* 任务要求 A
请更新讲最长回文子串的文档中从“for (int j = i”开始、一直到“s.length() / 2; i++)”为止的那段内容，把里面的“isPalindromic”全部换成“isPalindrome”，然后写出改好的整段。
* 任务要求 B
讲最长回文子串的文档里一共介绍了哪几种解法？请把它们的名称都列出来。

* 文档

[LeetCode] #5 最长回文子串

给你一个字符串 s,找到 s 中最长的回文子串。

输入:s = "babad"

输出:"bab"

解释:"aba" 同样是符合题意的答案。

暴力法(超时)

class Solution {
    public String longestPalindrome(String s) {
        String res = "";
        int max = 0;
        for (int i = 0; i < s.length(); i++)
            for (int j = i + 1; j <= s.length(); j++) {
                String t = s.substring(i, j);
                if (isPalindromic(t) && t.length() > max) {
                    res = s.substring(i, j);
                    max = Math.max(max, res.length());
                }
            }
        return res;
    }
    public boolean isPalindromic(String s) {
        for (int i = 0; i < s.length() / 2; i++) 
            if (s.charAt(i) != s.charAt(s.length() - i - 1)) return false;
        return true;
    }
}

动态规划

dp[i][j] 表示 s[i..j] 是否是回文串

状态转移方程:dp[i][j] = dp[i + 1][j - 1]

public class Solution {
    public String longestPalindrome(String s) {
        int len = s.length();
        if (len < 2) {
            return s;
        }

        int maxLen = 1;
        int begin = 0;
        boolean[][] dp = new boolean[len][len];
        for (int i = 0; i < len; i++) {
            dp[i][i] = true;
        }

        char[] charArray = s.toCharArray();
        for (int L = 2; L <= len; L++) {
            for (int i = 0; i < len; i++) {
                int j = L + i - 1;
                if (j >= len) {
                    break;
                }
                if (charArray[i] != charArray[j]) {
                    dp[i][j] = false;
                } else {
                    if (j - i < 3) {
                        dp[i][j] = true;
                    } else {
                        dp[i][j] = dp[i + 1][j - 1];
                    }
                }
                if (dp[i][j] && j - i + 1 > maxLen) {
                    maxLen = j - i + 1;
                    begin = i;
                }
            }
        }
        return s.substring(begin, begin + maxLen);
    }
}

中心扩展

从子串为1或2开始不断地向两边扩展。如果两边的字母相同,我们就可以继续扩展;如果两边的字母不同,我们就可以停止扩展,因为在这之后的子串都不能是回文串了。

* 摘录数据
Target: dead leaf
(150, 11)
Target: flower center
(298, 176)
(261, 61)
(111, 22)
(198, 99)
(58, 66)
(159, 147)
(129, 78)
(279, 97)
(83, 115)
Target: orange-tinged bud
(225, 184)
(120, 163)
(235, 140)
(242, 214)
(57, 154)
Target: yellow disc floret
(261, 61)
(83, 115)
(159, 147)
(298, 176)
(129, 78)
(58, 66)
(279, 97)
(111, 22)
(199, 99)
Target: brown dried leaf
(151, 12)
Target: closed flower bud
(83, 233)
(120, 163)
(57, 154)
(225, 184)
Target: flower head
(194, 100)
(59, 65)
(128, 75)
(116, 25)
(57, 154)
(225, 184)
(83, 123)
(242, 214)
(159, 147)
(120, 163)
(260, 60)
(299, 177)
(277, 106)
--
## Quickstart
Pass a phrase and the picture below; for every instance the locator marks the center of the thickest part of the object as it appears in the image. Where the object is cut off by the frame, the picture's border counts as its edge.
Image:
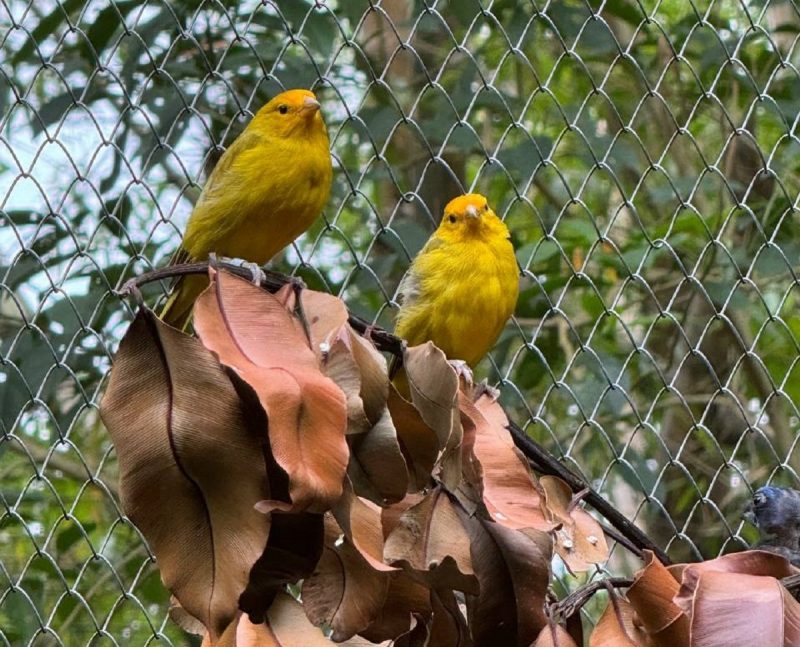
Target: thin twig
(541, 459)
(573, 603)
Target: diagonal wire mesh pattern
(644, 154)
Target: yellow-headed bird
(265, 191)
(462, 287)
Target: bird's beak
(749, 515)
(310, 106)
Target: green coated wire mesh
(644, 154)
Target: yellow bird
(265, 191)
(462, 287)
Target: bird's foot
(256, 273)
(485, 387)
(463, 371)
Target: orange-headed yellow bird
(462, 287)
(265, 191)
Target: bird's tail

* 正确结果 A
for (int j = i + 1; j <= s.length(); j++) {
                String t = s.substring(i, j);
                if (isPalindrome(t) && t.length() > max) {
                    res = s.substring(i, j);
                    max = Math.max(max, res.length());
                }
            }
        return res;
    }
    public boolean isPalindrome(String s) {
        for (int i = 0; i < s.length() / 2; i++)

* 正确结果 B
暴力法、动态规划、中心扩展